> _TASK STATEMENT_
Only a slice of the listing below is wanted. Retype the lines from the one containing "# Target: sunlight patch on floor" through the one containing "# Target: fireplace", exactly, both ends included.

> _DATA EXTRACTS_
--- START ---
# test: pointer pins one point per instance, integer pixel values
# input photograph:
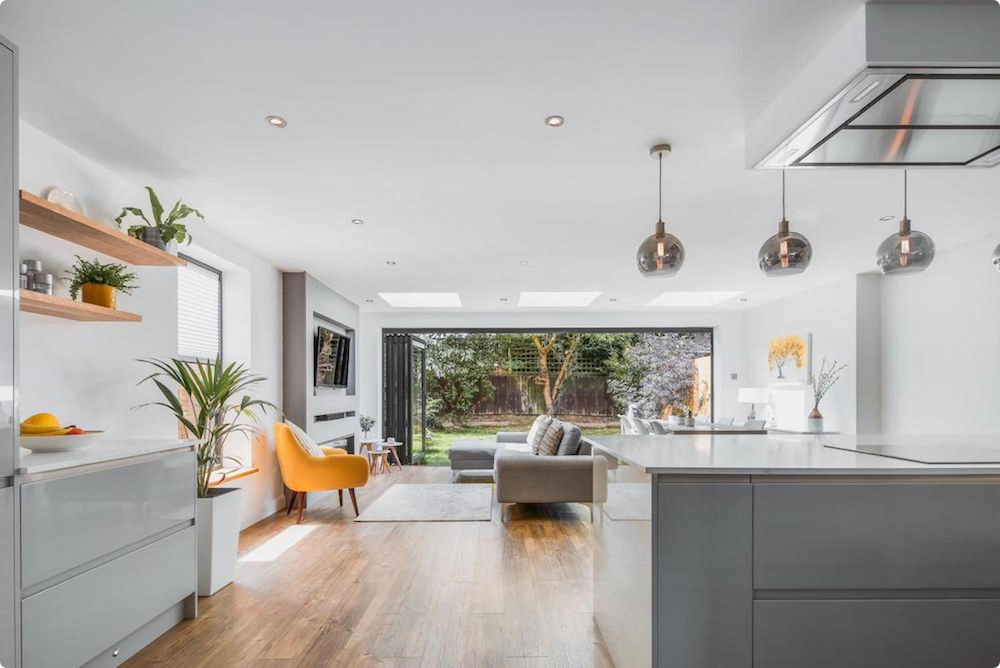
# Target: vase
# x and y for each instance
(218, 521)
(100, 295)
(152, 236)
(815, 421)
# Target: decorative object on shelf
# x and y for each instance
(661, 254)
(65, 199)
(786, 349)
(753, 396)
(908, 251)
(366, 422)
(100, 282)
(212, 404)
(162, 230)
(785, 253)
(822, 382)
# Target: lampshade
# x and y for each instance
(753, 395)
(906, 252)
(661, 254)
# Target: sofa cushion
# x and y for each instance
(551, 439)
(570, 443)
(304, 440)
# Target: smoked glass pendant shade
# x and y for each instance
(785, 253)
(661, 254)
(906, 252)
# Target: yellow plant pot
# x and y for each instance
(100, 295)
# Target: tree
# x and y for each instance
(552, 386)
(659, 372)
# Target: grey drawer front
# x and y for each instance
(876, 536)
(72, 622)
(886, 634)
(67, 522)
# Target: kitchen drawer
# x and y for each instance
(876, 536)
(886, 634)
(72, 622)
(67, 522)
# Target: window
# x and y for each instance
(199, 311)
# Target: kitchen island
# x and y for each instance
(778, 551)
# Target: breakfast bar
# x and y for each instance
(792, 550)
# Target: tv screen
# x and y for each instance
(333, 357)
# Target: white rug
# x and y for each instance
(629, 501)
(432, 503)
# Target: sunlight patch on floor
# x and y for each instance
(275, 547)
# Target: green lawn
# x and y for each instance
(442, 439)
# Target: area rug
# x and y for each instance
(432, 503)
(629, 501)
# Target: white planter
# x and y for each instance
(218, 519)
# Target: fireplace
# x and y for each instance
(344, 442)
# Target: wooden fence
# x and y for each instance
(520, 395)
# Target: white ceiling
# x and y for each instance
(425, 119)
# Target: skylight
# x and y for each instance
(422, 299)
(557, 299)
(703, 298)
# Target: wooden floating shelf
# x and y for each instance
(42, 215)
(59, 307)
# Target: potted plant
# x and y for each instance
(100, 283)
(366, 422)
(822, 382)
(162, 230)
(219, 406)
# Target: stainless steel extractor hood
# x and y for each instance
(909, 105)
--- END ---
> _TASK OUTPUT_
# Target: sunlight patch on floor
# x and y for each instance
(275, 547)
# Target: green lawn
# x and y for each instance
(442, 439)
# Target: area rug
# x and y for each instance
(432, 503)
(629, 501)
# Target: white planter
# x and y for each instance
(218, 519)
# Target: fireplace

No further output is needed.